### Problem 1
Answer these questions about the forum thread on steel ammo sizes:
(a) What size of steel ammo has Moose been shooting lately?
(b) What grain weight does wll give for 1/2" steel?
(c) At about what speed did wll's 1/2" steel go out during the outing described?

### Document section
** Start **

# Steel Ammo Sizes?



## Moose (May 21, 2015)

I've been shooting 1/4" steel lately and it does the job, but I'm wondering if ammo of other diameters tend to be more effective when dispatching pests. My main slingshot has a stiff tube band,and I only shoot through the fork with it. Will this affect which kind of ammo works best?


----------



## wll (Oct 4, 2014)

1/4" steel is so small, it probably is OK for grasshoppers and large bees ;- )

Seriously, depending on what you are hunting, many use 7/16" or 5/8" marbles (86grs) as a bare minimum, many use 1/2" steel (130grs) for general hunting.

You want weight and you must match your power supply to ammo .... you very much need to read up on ammo band/ tube compatibility.

Shooting a store bought Daisy, Barnett, or Trumark with factory tubes and 1/4' ammo is a WAY WAY overkill, you are leaving LOTS of energy on the table and each shot is causing lots of wear and tear on your tubes - you will get lots more speed using smaller tubes at less pull weight for sure..

You are a newbie on this forum, so be sure to read up on what is legal and what is not legal to hunt in your area. getting caught with a SS in a non friendly SS area can wind you up in a bunch of trouble !

There is a hunting reg section and another section that others tell what they are using to hunt with on this forum ... both good reads.

As an example, I went out today and although I shot nothing (par for the course) I was going after starlings, using 7/16" steel and 5/8" marbles going out at about 230+fps at my draw. I also had some 1/2" steel (130grs) going out at about 210+fps for ground squirrels if I so happen to come upon one.

Don't get hung up on speed, it is important, but weight of ammo, moving at a respectable speed is more so ! Most of my slings are set up to shoot 184gr to 314 gr ammo and use some pretty heavy tubes for that purpose .... but in truth, that weight is overkill for daily hunting of animals the size of Pigeon, Squirrel, Rabbit, Crow and the like.

Read everything you can by the guys that are serious hunters, and there are quite a few very, very good ones on this forum. Also don't be afraid to ask them questions, everybody is happy to help.

** End **

### Problem 2
Extract each line of the listing below that contains the string "brick".

### Available records
** Start **

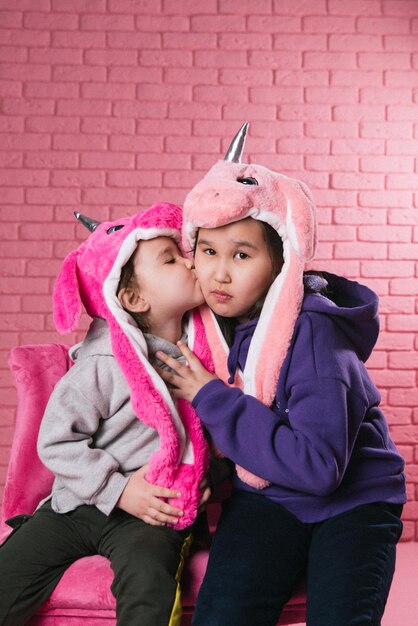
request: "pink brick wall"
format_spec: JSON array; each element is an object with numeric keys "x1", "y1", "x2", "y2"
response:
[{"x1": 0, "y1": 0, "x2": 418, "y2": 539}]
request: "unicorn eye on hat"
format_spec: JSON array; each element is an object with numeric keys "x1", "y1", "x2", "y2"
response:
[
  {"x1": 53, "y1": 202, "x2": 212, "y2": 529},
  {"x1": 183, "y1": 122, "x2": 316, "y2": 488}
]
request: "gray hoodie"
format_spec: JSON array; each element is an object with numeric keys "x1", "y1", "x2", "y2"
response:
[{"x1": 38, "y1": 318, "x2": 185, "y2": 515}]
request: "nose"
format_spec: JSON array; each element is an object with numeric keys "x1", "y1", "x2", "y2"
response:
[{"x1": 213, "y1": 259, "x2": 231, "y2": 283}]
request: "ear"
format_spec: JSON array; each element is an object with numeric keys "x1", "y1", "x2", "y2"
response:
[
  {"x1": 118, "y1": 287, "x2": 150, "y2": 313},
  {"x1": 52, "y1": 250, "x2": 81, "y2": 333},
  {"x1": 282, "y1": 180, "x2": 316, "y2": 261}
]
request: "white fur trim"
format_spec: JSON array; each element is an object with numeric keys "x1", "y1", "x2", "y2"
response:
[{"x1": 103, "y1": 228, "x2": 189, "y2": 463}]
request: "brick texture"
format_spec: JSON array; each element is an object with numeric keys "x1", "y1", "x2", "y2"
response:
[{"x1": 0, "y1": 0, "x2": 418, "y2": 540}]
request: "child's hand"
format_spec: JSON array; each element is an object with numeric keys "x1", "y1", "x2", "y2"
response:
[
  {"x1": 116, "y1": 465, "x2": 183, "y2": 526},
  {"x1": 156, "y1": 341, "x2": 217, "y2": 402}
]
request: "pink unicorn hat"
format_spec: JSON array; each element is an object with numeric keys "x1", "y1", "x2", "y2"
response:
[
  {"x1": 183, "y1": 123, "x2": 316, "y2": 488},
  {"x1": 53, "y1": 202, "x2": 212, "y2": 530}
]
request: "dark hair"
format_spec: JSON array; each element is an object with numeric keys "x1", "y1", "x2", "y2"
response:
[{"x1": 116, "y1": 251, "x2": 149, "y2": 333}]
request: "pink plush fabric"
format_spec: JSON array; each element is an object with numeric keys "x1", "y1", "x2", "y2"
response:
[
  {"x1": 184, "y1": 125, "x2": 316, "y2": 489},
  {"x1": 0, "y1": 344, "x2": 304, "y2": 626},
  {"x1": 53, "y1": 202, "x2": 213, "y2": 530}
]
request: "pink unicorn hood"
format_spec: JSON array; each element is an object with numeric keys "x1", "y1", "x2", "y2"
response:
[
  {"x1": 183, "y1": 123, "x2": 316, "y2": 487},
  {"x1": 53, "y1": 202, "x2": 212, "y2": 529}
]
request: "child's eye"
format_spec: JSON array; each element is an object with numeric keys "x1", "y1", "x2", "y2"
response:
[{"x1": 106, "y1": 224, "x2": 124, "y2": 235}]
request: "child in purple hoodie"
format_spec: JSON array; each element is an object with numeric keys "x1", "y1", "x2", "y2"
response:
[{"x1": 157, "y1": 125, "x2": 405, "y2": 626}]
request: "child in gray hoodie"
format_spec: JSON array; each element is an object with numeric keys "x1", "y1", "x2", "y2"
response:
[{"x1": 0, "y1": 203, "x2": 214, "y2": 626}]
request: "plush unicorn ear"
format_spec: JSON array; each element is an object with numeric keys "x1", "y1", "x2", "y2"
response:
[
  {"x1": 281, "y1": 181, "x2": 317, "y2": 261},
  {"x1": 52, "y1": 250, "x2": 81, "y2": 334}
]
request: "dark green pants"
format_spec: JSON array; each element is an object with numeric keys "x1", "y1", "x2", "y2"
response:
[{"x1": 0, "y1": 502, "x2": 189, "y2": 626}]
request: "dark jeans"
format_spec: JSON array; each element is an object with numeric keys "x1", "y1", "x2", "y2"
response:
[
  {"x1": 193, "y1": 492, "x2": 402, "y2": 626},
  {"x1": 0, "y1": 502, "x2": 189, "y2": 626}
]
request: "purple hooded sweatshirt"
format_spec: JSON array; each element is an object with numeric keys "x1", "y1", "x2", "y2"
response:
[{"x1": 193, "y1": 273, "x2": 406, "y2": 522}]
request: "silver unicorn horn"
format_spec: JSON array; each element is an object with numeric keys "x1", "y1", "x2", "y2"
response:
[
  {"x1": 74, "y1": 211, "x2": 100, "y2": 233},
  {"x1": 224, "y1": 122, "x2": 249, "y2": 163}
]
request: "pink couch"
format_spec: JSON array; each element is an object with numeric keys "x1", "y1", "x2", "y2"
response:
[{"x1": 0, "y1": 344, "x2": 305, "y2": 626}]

** End **

### Reply 1
(a) 1/4" steel
(b) 130 grains
(c) About 210+ fps

### Reply 2
request: "pink brick wall"
request: "brick texture"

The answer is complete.